AIM.
Copy every one of the entries below word for word, leaving out the pictures.

SOURCE RECORDS.
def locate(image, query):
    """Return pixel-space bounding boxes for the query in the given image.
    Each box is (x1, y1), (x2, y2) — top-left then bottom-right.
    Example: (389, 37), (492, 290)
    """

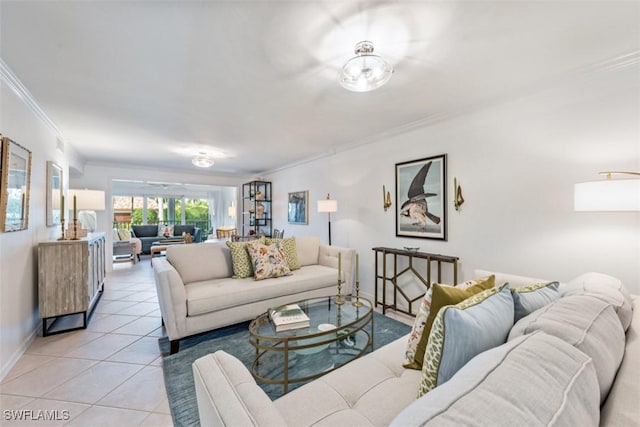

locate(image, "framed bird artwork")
(396, 154), (447, 240)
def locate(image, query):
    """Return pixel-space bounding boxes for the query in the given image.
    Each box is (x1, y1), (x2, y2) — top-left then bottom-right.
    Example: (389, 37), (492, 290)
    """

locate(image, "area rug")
(158, 312), (411, 427)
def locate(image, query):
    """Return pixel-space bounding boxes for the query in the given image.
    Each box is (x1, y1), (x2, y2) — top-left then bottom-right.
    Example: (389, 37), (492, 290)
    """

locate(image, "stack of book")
(269, 304), (309, 332)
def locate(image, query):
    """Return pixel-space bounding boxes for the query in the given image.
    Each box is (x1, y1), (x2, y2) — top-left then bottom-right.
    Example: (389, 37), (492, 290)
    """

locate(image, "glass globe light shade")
(338, 41), (393, 92)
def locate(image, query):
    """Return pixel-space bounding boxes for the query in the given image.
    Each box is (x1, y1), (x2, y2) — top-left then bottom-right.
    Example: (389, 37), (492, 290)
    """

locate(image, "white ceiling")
(0, 0), (640, 175)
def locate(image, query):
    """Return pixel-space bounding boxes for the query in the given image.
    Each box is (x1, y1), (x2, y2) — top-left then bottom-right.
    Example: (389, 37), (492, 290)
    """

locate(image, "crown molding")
(0, 58), (64, 137)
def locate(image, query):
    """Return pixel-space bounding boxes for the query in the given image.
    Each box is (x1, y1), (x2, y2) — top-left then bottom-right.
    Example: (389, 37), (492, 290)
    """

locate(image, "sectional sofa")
(153, 236), (355, 354)
(193, 271), (640, 427)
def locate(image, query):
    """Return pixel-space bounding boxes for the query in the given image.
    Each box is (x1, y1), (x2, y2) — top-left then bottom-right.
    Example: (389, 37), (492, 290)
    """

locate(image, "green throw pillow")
(418, 283), (513, 398)
(227, 237), (264, 279)
(403, 275), (496, 370)
(265, 237), (300, 271)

ANSWER TO THE TASK.
def locate(image, query):
    """Return pixel-space bounding boxes for the query in the given image.
    Each box is (x1, y1), (x2, y2) — top-left then bottom-right.
    Example: (389, 37), (492, 290)
    """


locate(image, "framed bird artwork")
(396, 154), (447, 240)
def locate(image, query):
    """Return pixel-space bounding boxes for the query in the given image.
    Each box is (x1, y1), (x2, y2) — top-left then bottom-right.
    Example: (389, 37), (492, 290)
    """

locate(image, "area rug")
(158, 312), (411, 427)
def locate(image, query):
    """Return pixel-space bounding boxes for the query in the given image.
    Each box is (x1, y1), (x2, y2) — top-left then bottom-right.
    Example: (389, 37), (492, 290)
    """

locate(image, "stack of book")
(269, 304), (309, 332)
def locate(image, query):
    """Return pixel-space bounding boxes for the query in the given image.
    Each box is (x1, y1), (x2, y2) — top-left then bottom-right.
    Example: (389, 37), (492, 290)
    """

locate(image, "glass globe light shade")
(338, 41), (393, 92)
def locate(image, query):
    """Return pixel-space bounding boxes for the query in the given image.
    Each box is (x1, y1), (x2, y2) — top-left then bottom-right.
    Example: (389, 37), (492, 290)
    """

locate(image, "white ceiling")
(0, 0), (640, 175)
def locate(image, query):
    """Return pixel-space bounding boxes for the query in the given image.
    Each box is (x1, y1), (x2, y2) — top-left then bottom-right.
    Example: (389, 37), (492, 290)
    """

locate(image, "crown molding")
(0, 58), (64, 137)
def locate(image, query):
    """Return pixel-space bounding boxes for the query in the given image.
    Each box is (x1, y1), (x2, y2) — top-left then bottom-right.
    Example: (389, 37), (492, 290)
    """

locate(image, "sectional sofa")
(153, 236), (355, 354)
(193, 271), (640, 427)
def locate(image, query):
    """Return pixel-space bounding boxes for the query in the given image.
    Each box is (x1, y1), (x2, y2) — top-left then bottom-right.
    Example: (389, 37), (492, 290)
    """

locate(image, "green throw pillow")
(418, 283), (513, 398)
(227, 237), (264, 279)
(403, 275), (496, 370)
(265, 237), (300, 271)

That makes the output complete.